--- Supplied passage Enclosed Below ---

The "Breaking Bad" star, currently appearing on the London stage, revealed to reporters that his pre-show ritual includes something most actors would consider professional heresy: a nap. Not a brief rest, but a full 90-minute sleep cycle that ends roughly two hours before curtain.

"Everyone thinks I'm insane," Cranston said, as reported by BBC News. "My castmates have stopped trying to schedule anything with me after 4 PM."

But there's logic beneath what seems like eccentricity. Cranston explained that the nap creates a deliberate break between his daytime self and the character he'll inhabit onstage. He wakes disoriented, in that liminal space between sleep and full consciousness, and uses that vulnerability as an entry point into performance.

"You're not quite yourself when you first wake up," he explained. "Your defenses are down. Your habits aren't fully back online. That's when I start putting on the character, before I've completely put on Brian."

It's the kind of technique that only makes sense when you've spent decades learning how your particular instrument works—understanding that for Cranston, transformation requires erasure first, a wiping clean of the day's accumulated self.

A Milestone Anniversary

The 50th Olivier Awards carried additional weight beyond the usual competition for statuettes. The ceremony has evolved from a relatively modest affair into British theatre's most prominent night, now rivaling the Tonys in international recognition.

This year's event at the Royal Albert Hall brought together performers across generations and disciplines—from musical theatre veterans to experimental theatre pioneers, from West End stalwarts to screen actors making their stage debuts. The cross-pollination was evident in the hallway conversations, where film stars sought advice from theatre lifers about projection techniques, and longtime stage actors picked the brains of their screen-trained colleagues about finding intimacy in large houses.

The ceremony itself honored work from across London's theatre landscape, recognizing productions that ranged from lavish musicals to bare-bones two-handers. But the backstage atmosphere suggested that for many attendees, the real value lay not in the awards themselves but in this rare gathering of a community usually scattered across different productions, different theatres, different schedules.

The Persistence of Live Performance

What emerged from these backstage conversations was a recurring theme: the stubborn, irreplaceable magic of live performance in an increasingly digital age. Multiple performers spoke about why they continue choosing theatre despite the longer hours, lower pay, and physical demands compared to screen work.

--- End of Enclosed Supplied passage ---
--- Information shown Enclosed Below ---

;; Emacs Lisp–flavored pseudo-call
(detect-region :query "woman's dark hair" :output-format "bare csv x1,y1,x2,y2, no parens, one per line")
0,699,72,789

--- End of Enclosed Information shown ---

▸ **Work order A**
In the Olivier Awards article, rewrite the passage between "This year's event" and "theatres, different schedules.", inclusive, with "Royal Albert Hall" changed to "London Palladium".
▸ **Work order B**
According to the Olivier Awards article, how long is Cranston's pre-show nap?
▸ **Work order C**
Carry on with the Olivier Awards article from its last sentence.

▸ **Your response A**
This year's event at the London Palladium brought together performers across generations and disciplines—from musical theatre veterans to experimental theatre pioneers, from West End stalwarts to screen actors making their stage debuts. The cross-pollination was evident in the hallway conversations, where film stars sought advice from theatre lifers about projection techniques, and longtime stage actors picked the brains of their screen-trained colleagues about finding intimacy in large houses.

The ceremony itself honored work from across London's theatre landscape, recognizing productions that ranged from lavish musicals to bare-bones two-handers. But the backstage atmosphere suggested that for many attendees, the real value lay not in the awards themselves but in this rare gathering of a community usually scattered across different productions, different theatres, different schedules.

▸ **Your response B**
It is a full 90-minute sleep cycle.

▸ **Your response C**
For some, it's the immediate feedback loop—the way a performance shifts and breathes based on that night's particular audience. For others, it's the athletic challenge, the high-wire act of sustaining a character across two hours with no second takes, no safety net of editing.

Zegler put it simply: "In film, you get it right once and it's preserved forever. In theatre, you get it right—or wrong—and then it's gone. There's something honest about that impermanence."

As the ceremony wound down and attendees filtered out into the South Kensington night, the conversations continued on sidewalks and in waiting cars. Theatre people are talkers, after all—storytellers who can't quite turn off the impulse to narrate, to find meaning in moments, to treat even a simple awards show as material worth examining.

The 50th Oliviers won't be remembered primarily for who won which award. Those facts will fade into theatre history's long archive. But the image of Rachel Zegler discussing her bootleg education, or Brian Cranston defending his pre-show naps, captures something more enduring: the beautiful strangeness of people who've dedicated their lives to pretending, and the seriousness with which they approach that pretending.

In a world increasingly mediated by screens and algorithms, there's something almost defiant about their commitment to an art form that requires physical presence—both theirs and ours. You have to show up. You have to be there. And maybe that's the real story behind any theatre awards ceremony: not who wins, but that we keep gathering to celebrate an art form that stubbornly, gloriously refuses to be anything other than live.